→ Provided information

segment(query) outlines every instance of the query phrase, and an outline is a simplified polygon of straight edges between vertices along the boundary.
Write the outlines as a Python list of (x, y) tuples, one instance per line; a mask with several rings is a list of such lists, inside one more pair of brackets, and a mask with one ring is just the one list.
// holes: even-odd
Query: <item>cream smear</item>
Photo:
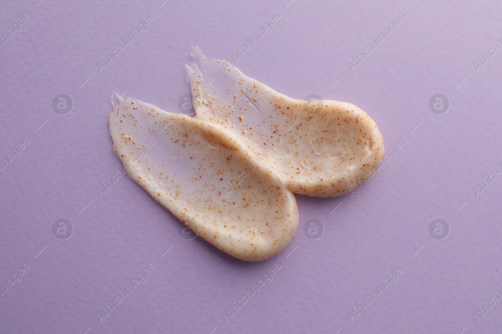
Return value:
[(131, 177), (198, 235), (237, 258), (269, 258), (298, 227), (292, 193), (353, 190), (376, 170), (383, 138), (353, 105), (292, 99), (193, 51), (197, 64), (186, 69), (196, 116), (114, 94), (115, 151)]
[(226, 61), (204, 57), (198, 48), (191, 55), (197, 64), (186, 68), (195, 118), (238, 135), (255, 157), (276, 143), (273, 154), (256, 161), (276, 172), (290, 191), (339, 196), (376, 171), (384, 139), (372, 119), (356, 106), (293, 99)]
[(298, 226), (296, 201), (275, 174), (245, 172), (253, 157), (242, 139), (130, 98), (114, 95), (112, 103), (110, 134), (126, 172), (199, 236), (250, 261), (287, 245)]

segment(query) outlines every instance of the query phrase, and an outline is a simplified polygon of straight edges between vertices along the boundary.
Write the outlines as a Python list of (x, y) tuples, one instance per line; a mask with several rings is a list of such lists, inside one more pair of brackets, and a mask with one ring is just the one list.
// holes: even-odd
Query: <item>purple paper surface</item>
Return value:
[[(0, 332), (500, 332), (499, 2), (39, 1), (0, 11)], [(296, 195), (269, 260), (186, 240), (126, 176), (97, 190), (123, 169), (112, 92), (181, 112), (192, 44), (246, 45), (246, 75), (353, 103), (384, 136), (356, 192)]]

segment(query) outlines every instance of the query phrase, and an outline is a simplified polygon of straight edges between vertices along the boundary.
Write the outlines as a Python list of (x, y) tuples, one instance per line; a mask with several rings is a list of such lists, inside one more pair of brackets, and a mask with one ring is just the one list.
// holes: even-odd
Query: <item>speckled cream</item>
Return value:
[(255, 159), (276, 143), (272, 154), (257, 161), (291, 191), (322, 197), (343, 195), (376, 171), (384, 140), (372, 119), (356, 106), (292, 99), (226, 61), (204, 57), (198, 48), (191, 55), (197, 64), (186, 68), (195, 118), (238, 136)]
[(117, 95), (112, 104), (110, 134), (127, 172), (198, 235), (250, 261), (291, 240), (295, 197), (277, 173), (253, 166), (245, 137)]

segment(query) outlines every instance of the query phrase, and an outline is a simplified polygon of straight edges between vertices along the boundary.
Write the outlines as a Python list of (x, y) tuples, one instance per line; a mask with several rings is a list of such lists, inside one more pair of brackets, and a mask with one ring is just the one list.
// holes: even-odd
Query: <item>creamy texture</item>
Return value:
[(276, 173), (250, 167), (255, 158), (242, 139), (133, 99), (115, 95), (112, 103), (110, 134), (124, 169), (198, 235), (246, 261), (287, 245), (296, 201)]
[(195, 118), (240, 137), (255, 163), (276, 173), (291, 191), (343, 195), (376, 171), (384, 140), (372, 119), (356, 106), (292, 99), (226, 61), (204, 57), (198, 48), (191, 55), (198, 63), (186, 67)]
[(191, 118), (115, 94), (110, 134), (133, 180), (187, 226), (246, 261), (292, 239), (292, 192), (330, 197), (373, 175), (384, 140), (349, 103), (296, 100), (197, 48), (187, 66)]

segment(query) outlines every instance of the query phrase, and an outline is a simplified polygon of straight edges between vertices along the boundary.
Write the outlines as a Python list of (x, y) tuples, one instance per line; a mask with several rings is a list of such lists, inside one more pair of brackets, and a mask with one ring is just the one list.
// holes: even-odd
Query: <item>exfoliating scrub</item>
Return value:
[(241, 260), (270, 258), (298, 227), (293, 193), (351, 191), (376, 170), (383, 139), (353, 105), (292, 99), (194, 51), (198, 65), (187, 71), (195, 117), (114, 94), (115, 151), (197, 235)]

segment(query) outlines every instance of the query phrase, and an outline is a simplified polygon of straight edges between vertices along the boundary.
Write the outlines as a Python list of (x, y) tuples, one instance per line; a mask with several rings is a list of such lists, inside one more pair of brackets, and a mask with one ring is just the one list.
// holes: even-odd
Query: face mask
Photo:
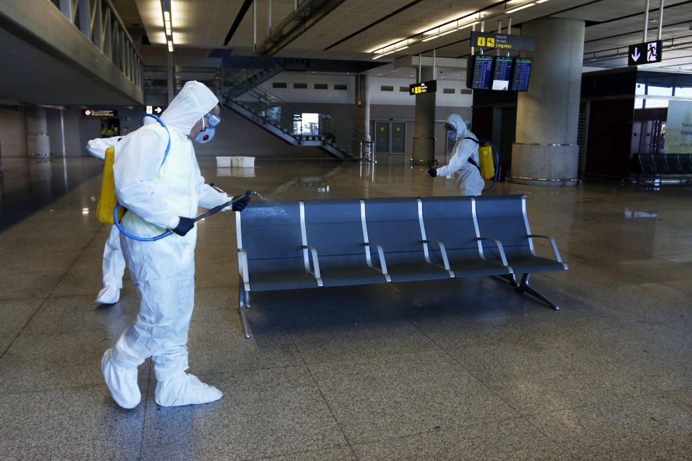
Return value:
[[(205, 120), (206, 119), (206, 120)], [(208, 126), (205, 126), (205, 122), (208, 123)], [(202, 131), (194, 137), (194, 140), (199, 144), (206, 144), (214, 139), (216, 134), (216, 126), (221, 123), (221, 117), (215, 115), (212, 113), (205, 114), (202, 117)]]

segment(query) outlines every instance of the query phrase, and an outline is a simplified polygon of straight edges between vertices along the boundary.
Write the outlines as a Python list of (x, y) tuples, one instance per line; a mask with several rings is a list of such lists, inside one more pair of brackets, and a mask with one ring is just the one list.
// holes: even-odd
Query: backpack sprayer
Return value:
[[(153, 114), (145, 113), (142, 115), (143, 121), (145, 117), (151, 117), (152, 118), (154, 118), (158, 122), (159, 124), (165, 129), (167, 132), (168, 131), (168, 127), (166, 126), (163, 120), (158, 117), (156, 117)], [(168, 144), (166, 146), (166, 151), (163, 156), (163, 160), (161, 162), (162, 165), (163, 164), (163, 162), (165, 162), (166, 157), (168, 156), (168, 152), (170, 151), (170, 133), (169, 133)], [(116, 150), (113, 147), (109, 147), (106, 149), (105, 161), (103, 164), (103, 179), (101, 182), (101, 196), (98, 200), (98, 204), (96, 207), (96, 216), (98, 221), (103, 224), (115, 225), (115, 226), (118, 227), (118, 229), (123, 235), (129, 237), (129, 238), (139, 241), (140, 242), (154, 242), (157, 240), (161, 240), (164, 237), (167, 237), (173, 234), (172, 229), (166, 229), (166, 231), (163, 234), (154, 237), (138, 237), (129, 233), (120, 225), (120, 220), (122, 219), (122, 216), (125, 215), (127, 210), (124, 207), (120, 207), (120, 204), (118, 201), (118, 197), (116, 195), (116, 181), (113, 173), (113, 164), (115, 162), (115, 156)], [(219, 189), (217, 189), (217, 190)], [(261, 197), (257, 191), (247, 190), (243, 195), (233, 197), (230, 200), (226, 202), (226, 203), (223, 203), (210, 209), (206, 212), (200, 214), (192, 220), (194, 223), (197, 223), (201, 219), (203, 219), (207, 216), (210, 216), (212, 214), (218, 213), (224, 208), (233, 205), (240, 200), (249, 197), (251, 195)]]
[[(498, 182), (498, 176), (500, 174), (500, 156), (498, 154), (498, 149), (490, 141), (479, 141), (470, 136), (464, 139), (471, 140), (478, 144), (478, 163), (476, 163), (471, 157), (468, 158), (468, 162), (478, 169), (483, 179), (493, 180), (493, 184), (483, 189), (484, 192), (489, 191), (495, 187), (495, 183)], [(498, 167), (495, 167), (495, 164), (498, 165)]]

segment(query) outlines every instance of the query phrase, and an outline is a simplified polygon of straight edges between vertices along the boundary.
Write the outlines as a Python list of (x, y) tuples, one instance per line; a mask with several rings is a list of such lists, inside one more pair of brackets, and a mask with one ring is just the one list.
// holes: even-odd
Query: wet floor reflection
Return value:
[(96, 159), (82, 157), (3, 157), (1, 161), (0, 231), (100, 174), (103, 168)]

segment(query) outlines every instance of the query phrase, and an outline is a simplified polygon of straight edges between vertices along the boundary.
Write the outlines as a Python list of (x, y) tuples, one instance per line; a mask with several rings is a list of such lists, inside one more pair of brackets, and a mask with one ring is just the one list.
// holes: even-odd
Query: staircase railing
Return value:
[(230, 97), (263, 120), (281, 128), (301, 142), (320, 140), (330, 144), (351, 157), (358, 158), (366, 139), (346, 123), (329, 114), (319, 113), (317, 126), (304, 126), (302, 114), (275, 95), (255, 86), (244, 76), (242, 70), (221, 70), (221, 95), (228, 97), (230, 88), (242, 88), (240, 96)]

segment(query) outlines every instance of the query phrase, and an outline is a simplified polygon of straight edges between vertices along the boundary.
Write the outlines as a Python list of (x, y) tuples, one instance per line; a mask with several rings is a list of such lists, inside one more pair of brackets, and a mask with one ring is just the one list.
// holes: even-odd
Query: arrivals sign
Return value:
[(118, 117), (118, 111), (95, 110), (85, 109), (82, 111), (82, 117)]
[(663, 59), (663, 41), (654, 40), (636, 45), (630, 45), (627, 53), (628, 66), (641, 66), (652, 62), (661, 62)]
[(485, 32), (471, 32), (471, 46), (495, 48), (513, 51), (536, 51), (536, 42), (533, 37), (491, 34)]
[(426, 93), (435, 93), (437, 91), (437, 80), (428, 80), (421, 83), (415, 83), (408, 86), (408, 94), (422, 95)]

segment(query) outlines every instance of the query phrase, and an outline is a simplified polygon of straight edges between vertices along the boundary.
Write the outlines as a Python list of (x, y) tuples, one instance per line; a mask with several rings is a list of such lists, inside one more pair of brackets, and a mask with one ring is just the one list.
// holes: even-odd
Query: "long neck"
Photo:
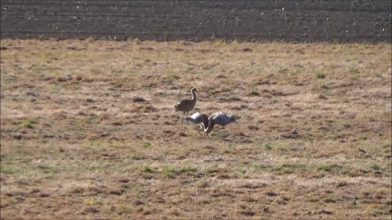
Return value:
[(196, 93), (194, 91), (191, 91), (192, 92), (192, 101), (196, 101)]

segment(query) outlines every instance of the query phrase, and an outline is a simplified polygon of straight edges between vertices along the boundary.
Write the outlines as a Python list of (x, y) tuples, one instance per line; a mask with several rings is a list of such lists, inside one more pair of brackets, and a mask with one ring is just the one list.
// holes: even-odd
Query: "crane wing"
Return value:
[(205, 127), (208, 125), (208, 116), (203, 113), (196, 112), (190, 116), (187, 116), (185, 119), (195, 123), (203, 123)]

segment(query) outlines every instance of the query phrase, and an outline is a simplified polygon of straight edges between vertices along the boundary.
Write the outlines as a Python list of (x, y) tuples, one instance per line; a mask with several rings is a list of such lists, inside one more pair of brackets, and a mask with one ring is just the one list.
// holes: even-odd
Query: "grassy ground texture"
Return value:
[(392, 217), (390, 44), (1, 46), (2, 219)]

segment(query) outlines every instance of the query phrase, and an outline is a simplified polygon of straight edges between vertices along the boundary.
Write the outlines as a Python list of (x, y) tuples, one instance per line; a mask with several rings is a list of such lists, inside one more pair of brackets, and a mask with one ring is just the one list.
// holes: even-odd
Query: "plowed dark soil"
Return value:
[(391, 41), (390, 1), (7, 1), (2, 39)]

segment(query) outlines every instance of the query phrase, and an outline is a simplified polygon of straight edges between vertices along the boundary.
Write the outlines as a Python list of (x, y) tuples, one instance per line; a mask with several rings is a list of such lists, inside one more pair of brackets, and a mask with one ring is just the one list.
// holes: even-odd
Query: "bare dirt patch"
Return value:
[(1, 44), (4, 219), (391, 217), (390, 44)]

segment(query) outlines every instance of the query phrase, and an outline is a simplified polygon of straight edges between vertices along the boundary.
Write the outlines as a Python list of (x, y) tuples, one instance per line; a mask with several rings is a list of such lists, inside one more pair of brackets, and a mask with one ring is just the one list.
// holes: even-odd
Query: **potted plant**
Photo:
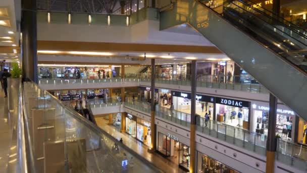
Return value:
[(12, 70), (11, 74), (12, 78), (19, 78), (21, 75), (21, 68), (19, 67), (18, 63), (15, 61), (12, 63)]

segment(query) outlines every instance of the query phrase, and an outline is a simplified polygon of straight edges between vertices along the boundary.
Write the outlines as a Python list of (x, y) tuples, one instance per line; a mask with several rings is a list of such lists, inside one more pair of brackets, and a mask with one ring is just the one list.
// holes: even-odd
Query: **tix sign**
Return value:
[(209, 23), (208, 22), (204, 22), (201, 23), (197, 23), (197, 28), (206, 28), (209, 26)]

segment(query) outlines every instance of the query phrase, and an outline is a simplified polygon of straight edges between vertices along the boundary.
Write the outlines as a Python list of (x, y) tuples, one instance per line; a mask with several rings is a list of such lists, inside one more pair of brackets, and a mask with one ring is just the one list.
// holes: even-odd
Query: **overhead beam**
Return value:
[(38, 40), (38, 50), (223, 54), (212, 46)]

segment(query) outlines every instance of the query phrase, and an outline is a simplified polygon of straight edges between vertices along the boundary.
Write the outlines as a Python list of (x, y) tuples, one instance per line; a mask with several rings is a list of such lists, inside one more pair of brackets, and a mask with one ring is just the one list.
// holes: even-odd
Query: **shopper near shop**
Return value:
[(210, 119), (210, 117), (209, 117), (209, 115), (208, 115), (208, 114), (206, 112), (206, 114), (204, 115), (204, 127), (207, 127), (207, 125), (208, 124), (208, 121)]
[(228, 71), (227, 72), (227, 82), (230, 83), (230, 79), (231, 78), (231, 72), (230, 71)]
[(98, 70), (97, 74), (98, 78), (100, 79), (101, 78), (101, 72), (100, 72), (100, 70)]
[(213, 108), (211, 107), (211, 106), (209, 106), (209, 117), (211, 118), (211, 114), (213, 113)]
[(9, 72), (7, 69), (3, 70), (3, 74), (2, 74), (2, 80), (3, 82), (3, 89), (5, 94), (5, 98), (8, 97), (8, 78), (11, 77), (11, 73)]

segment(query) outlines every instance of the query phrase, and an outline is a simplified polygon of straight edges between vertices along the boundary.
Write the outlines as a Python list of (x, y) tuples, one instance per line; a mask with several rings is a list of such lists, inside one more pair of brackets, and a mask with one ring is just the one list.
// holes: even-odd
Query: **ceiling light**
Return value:
[(188, 60), (196, 60), (197, 58), (195, 57), (185, 57), (185, 59)]
[(208, 58), (207, 60), (210, 60), (210, 61), (216, 61), (218, 59), (216, 58)]
[(4, 40), (4, 41), (1, 41), (2, 42), (13, 42), (12, 40)]
[[(140, 57), (145, 57), (145, 55), (141, 55), (140, 56)], [(148, 55), (148, 54), (146, 54), (146, 58), (155, 58), (156, 56), (154, 55)]]
[(37, 51), (38, 53), (41, 54), (60, 54), (61, 53), (61, 51)]
[(161, 56), (160, 57), (161, 57), (162, 58), (174, 58), (173, 56), (169, 56), (169, 55), (163, 55), (163, 56)]
[(12, 39), (12, 37), (10, 36), (2, 36), (0, 37), (1, 39)]
[[(74, 55), (103, 55), (111, 56), (113, 54), (108, 52), (81, 52), (81, 51), (68, 51), (67, 52), (69, 54)], [(65, 52), (64, 53), (66, 53)]]

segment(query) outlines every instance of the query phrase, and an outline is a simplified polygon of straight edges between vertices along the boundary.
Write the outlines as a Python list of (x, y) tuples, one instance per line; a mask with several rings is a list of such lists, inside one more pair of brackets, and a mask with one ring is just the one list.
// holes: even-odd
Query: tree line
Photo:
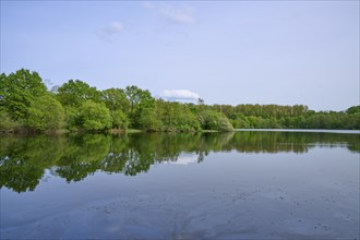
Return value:
[(137, 86), (98, 91), (80, 80), (48, 89), (37, 72), (0, 75), (0, 131), (56, 132), (139, 129), (196, 132), (261, 129), (360, 129), (360, 106), (313, 111), (307, 106), (205, 105), (155, 99)]

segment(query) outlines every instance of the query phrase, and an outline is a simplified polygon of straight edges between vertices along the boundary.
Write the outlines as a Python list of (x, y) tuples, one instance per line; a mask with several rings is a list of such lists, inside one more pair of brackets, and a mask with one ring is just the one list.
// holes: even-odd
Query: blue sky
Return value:
[(359, 1), (1, 1), (1, 72), (205, 104), (359, 105)]

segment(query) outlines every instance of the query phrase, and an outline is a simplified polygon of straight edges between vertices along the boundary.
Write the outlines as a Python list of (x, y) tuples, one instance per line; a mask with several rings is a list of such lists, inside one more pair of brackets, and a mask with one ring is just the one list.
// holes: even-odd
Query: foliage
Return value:
[(47, 92), (39, 74), (24, 69), (0, 74), (0, 131), (360, 129), (360, 106), (316, 112), (304, 105), (209, 106), (201, 98), (180, 104), (155, 99), (134, 85), (97, 91), (80, 80)]
[(21, 69), (8, 76), (0, 75), (0, 101), (13, 120), (27, 118), (31, 101), (46, 94), (46, 86), (37, 72)]
[(64, 124), (64, 110), (55, 97), (47, 94), (32, 100), (26, 120), (31, 129), (56, 131)]
[(63, 106), (79, 107), (86, 100), (101, 101), (101, 93), (80, 80), (69, 80), (58, 88), (58, 99)]
[(111, 112), (112, 128), (116, 129), (128, 129), (129, 119), (122, 110), (116, 110)]
[(92, 100), (83, 103), (80, 112), (81, 127), (84, 130), (103, 130), (111, 127), (109, 109), (104, 104)]

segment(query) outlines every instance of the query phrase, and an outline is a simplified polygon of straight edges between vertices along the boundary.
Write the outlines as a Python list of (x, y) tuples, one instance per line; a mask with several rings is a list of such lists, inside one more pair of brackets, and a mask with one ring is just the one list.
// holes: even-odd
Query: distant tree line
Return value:
[(0, 131), (56, 132), (140, 129), (231, 131), (235, 128), (360, 129), (360, 106), (315, 112), (307, 106), (204, 105), (155, 99), (137, 86), (98, 91), (80, 80), (47, 89), (37, 72), (0, 75)]

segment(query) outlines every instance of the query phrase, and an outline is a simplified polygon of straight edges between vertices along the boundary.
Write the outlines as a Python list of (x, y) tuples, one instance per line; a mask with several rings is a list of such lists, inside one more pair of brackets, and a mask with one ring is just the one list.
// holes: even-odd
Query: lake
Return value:
[(360, 134), (1, 136), (2, 239), (359, 239)]

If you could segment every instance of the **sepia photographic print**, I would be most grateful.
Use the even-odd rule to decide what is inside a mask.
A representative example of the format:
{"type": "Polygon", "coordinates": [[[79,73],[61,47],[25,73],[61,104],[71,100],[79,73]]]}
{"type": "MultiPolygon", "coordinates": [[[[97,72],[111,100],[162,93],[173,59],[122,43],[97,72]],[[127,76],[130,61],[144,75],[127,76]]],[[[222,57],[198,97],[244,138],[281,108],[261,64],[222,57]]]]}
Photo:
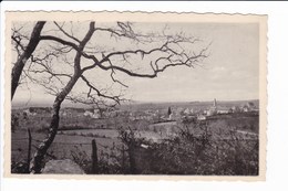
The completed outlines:
{"type": "Polygon", "coordinates": [[[6,177],[265,180],[266,15],[6,15],[6,177]]]}

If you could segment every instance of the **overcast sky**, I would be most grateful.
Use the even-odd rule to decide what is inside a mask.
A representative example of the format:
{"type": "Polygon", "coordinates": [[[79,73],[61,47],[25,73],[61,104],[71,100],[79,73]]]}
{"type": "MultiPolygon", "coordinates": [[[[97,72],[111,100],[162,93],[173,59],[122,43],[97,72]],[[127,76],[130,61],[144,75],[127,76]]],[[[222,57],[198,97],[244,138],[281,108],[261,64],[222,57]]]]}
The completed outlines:
{"type": "MultiPolygon", "coordinates": [[[[144,31],[156,29],[155,24],[147,23],[138,26],[144,31]]],[[[258,99],[258,24],[171,23],[169,28],[212,42],[209,57],[202,67],[173,67],[153,79],[128,77],[125,79],[127,98],[141,102],[258,99]]],[[[25,85],[18,88],[13,102],[53,99],[42,88],[28,86],[30,89],[25,85]]]]}

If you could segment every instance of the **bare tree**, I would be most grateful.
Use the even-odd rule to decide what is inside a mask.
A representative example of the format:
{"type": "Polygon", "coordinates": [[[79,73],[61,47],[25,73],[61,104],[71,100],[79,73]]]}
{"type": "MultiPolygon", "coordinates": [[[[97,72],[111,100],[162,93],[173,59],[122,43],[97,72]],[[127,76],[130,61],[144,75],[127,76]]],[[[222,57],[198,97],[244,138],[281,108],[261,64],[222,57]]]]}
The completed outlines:
{"type": "Polygon", "coordinates": [[[27,46],[24,46],[21,42],[23,40],[23,38],[25,38],[25,36],[21,35],[19,30],[13,30],[11,39],[16,44],[14,46],[16,46],[16,50],[18,51],[19,57],[12,68],[12,74],[11,74],[11,99],[13,99],[16,89],[19,85],[19,79],[22,74],[23,67],[24,67],[28,59],[32,55],[37,45],[39,44],[40,34],[41,34],[41,31],[42,31],[44,24],[45,24],[45,21],[37,22],[27,46]]]}
{"type": "Polygon", "coordinates": [[[143,33],[130,22],[116,22],[112,26],[90,22],[85,35],[81,36],[81,32],[79,38],[73,32],[73,23],[70,26],[64,22],[49,24],[54,30],[39,36],[39,41],[45,42],[41,43],[42,51],[31,55],[23,71],[32,82],[55,96],[49,135],[33,158],[34,173],[41,172],[44,156],[56,136],[64,99],[114,106],[124,100],[122,89],[127,88],[122,76],[154,78],[167,68],[194,67],[207,57],[208,45],[196,46],[202,41],[183,32],[167,33],[166,28],[143,33]],[[112,86],[100,87],[97,72],[106,73],[112,86]],[[81,88],[75,88],[78,84],[81,88]],[[78,89],[81,93],[75,94],[78,89]]]}

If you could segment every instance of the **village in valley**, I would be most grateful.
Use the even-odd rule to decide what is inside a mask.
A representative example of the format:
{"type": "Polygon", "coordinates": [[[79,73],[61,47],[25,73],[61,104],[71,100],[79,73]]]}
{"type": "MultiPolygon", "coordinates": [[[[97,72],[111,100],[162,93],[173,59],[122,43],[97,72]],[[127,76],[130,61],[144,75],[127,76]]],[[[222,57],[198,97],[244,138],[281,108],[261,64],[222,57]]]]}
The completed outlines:
{"type": "MultiPolygon", "coordinates": [[[[258,114],[259,108],[256,102],[241,102],[241,104],[233,105],[223,104],[223,102],[217,103],[216,98],[213,102],[193,102],[192,104],[168,104],[165,106],[161,104],[157,108],[157,104],[134,104],[124,105],[121,107],[106,107],[99,108],[92,107],[64,107],[61,109],[60,115],[63,118],[74,118],[74,117],[85,117],[93,119],[113,118],[113,117],[127,117],[130,120],[151,120],[153,123],[160,123],[165,120],[206,120],[215,116],[228,115],[228,114],[239,114],[239,113],[250,113],[258,114]],[[141,108],[142,105],[147,105],[145,108],[141,108]],[[147,108],[148,105],[153,108],[147,108]],[[171,106],[173,105],[173,106],[171,106]],[[191,105],[191,106],[189,106],[191,105]],[[138,108],[137,108],[138,107],[138,108]],[[154,108],[155,107],[155,108],[154,108]]],[[[19,117],[22,116],[27,118],[29,116],[33,117],[45,117],[51,113],[51,107],[24,107],[13,109],[14,115],[19,117]]]]}

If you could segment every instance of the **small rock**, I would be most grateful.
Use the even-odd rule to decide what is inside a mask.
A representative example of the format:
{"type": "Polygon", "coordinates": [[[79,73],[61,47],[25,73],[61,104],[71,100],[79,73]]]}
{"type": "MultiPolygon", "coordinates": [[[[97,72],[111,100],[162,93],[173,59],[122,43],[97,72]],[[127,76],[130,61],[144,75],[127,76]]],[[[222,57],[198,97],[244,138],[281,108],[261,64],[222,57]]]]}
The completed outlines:
{"type": "Polygon", "coordinates": [[[50,160],[45,163],[42,173],[54,174],[84,174],[80,166],[70,159],[50,160]]]}

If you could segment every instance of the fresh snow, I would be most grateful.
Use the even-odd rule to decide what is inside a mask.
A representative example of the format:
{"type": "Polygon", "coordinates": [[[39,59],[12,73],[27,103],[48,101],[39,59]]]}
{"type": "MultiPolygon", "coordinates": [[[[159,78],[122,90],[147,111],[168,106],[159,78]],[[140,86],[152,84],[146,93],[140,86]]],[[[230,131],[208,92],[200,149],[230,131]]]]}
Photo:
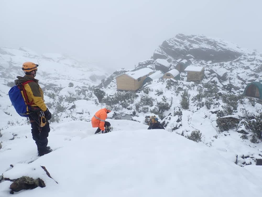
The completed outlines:
{"type": "Polygon", "coordinates": [[[149,75],[148,77],[150,77],[153,80],[161,78],[163,75],[164,74],[163,74],[163,73],[161,70],[158,70],[153,74],[149,75]]]}
{"type": "Polygon", "coordinates": [[[192,71],[194,72],[201,72],[204,69],[203,66],[188,66],[185,68],[184,71],[192,71]]]}
{"type": "Polygon", "coordinates": [[[149,74],[150,72],[153,71],[154,70],[151,69],[149,68],[144,68],[134,71],[128,71],[117,76],[118,77],[125,74],[134,79],[137,80],[139,77],[145,76],[149,74]]]}
{"type": "Polygon", "coordinates": [[[169,67],[171,64],[167,61],[166,60],[163,59],[157,59],[156,60],[156,62],[168,68],[169,67]]]}
{"type": "MultiPolygon", "coordinates": [[[[5,161],[0,169],[4,177],[24,175],[45,181],[45,187],[15,193],[21,197],[237,196],[262,192],[258,175],[227,160],[218,151],[163,129],[139,129],[146,127],[139,123],[109,120],[118,129],[95,135],[90,122],[51,125],[49,144],[62,147],[29,164],[36,147],[30,126],[23,127],[23,136],[15,144],[9,143],[12,149],[0,152],[5,161]]],[[[0,183],[0,196],[11,196],[11,183],[0,183]]]]}
{"type": "Polygon", "coordinates": [[[176,69],[172,69],[167,72],[165,74],[166,74],[167,73],[170,73],[174,77],[175,77],[178,75],[179,74],[179,71],[176,69]]]}

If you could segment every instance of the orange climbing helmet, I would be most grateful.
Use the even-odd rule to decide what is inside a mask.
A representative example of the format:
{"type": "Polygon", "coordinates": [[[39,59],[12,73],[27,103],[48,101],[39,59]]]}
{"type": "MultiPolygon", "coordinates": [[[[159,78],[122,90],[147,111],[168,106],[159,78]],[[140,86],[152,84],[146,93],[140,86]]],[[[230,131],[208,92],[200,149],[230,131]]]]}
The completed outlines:
{"type": "Polygon", "coordinates": [[[24,72],[29,72],[34,70],[37,70],[38,64],[36,64],[33,62],[27,61],[23,64],[22,67],[22,70],[24,72]]]}

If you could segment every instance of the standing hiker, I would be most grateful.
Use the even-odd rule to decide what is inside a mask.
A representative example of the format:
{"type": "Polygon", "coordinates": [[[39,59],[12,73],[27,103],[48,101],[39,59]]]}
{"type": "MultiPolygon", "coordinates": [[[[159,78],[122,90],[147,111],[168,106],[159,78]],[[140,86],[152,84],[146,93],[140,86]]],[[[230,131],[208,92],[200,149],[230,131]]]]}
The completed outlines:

→ Exercise directions
Count the lines in the data above that contain the word "texture" and give only that number.

→ Task response
2